> Task instructions: Only the text belongs in the copy: repeat each record exactly, without pictures.

> Source data:
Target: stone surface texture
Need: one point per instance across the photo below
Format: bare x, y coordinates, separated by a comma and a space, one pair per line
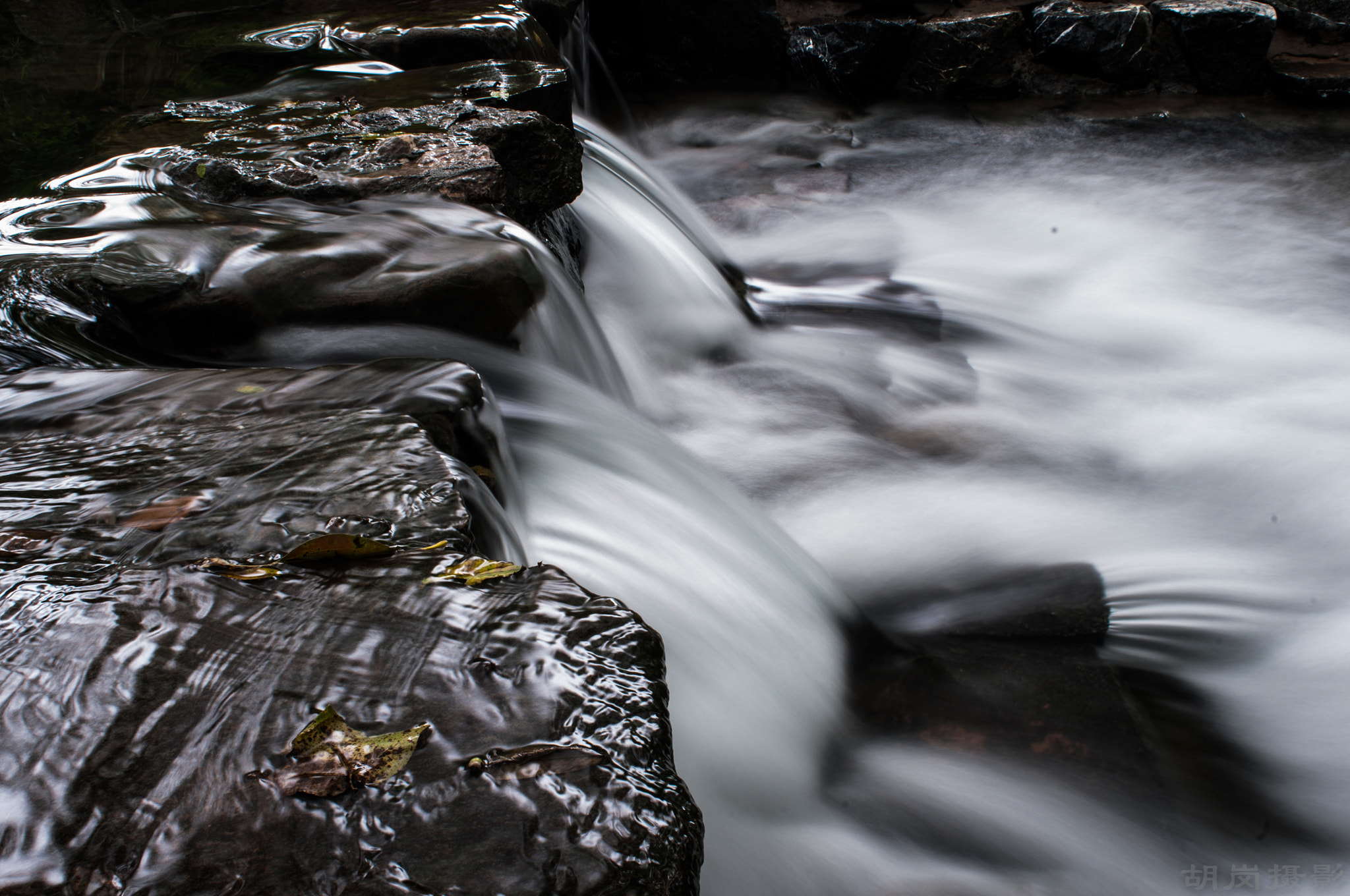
1103, 41
1225, 42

> Answer below:
Target: stone surface texture
Need: one point per instance across the photo below
Format: bare x, y coordinates, separated by a comma and a space, one pair per line
1103, 41
1225, 42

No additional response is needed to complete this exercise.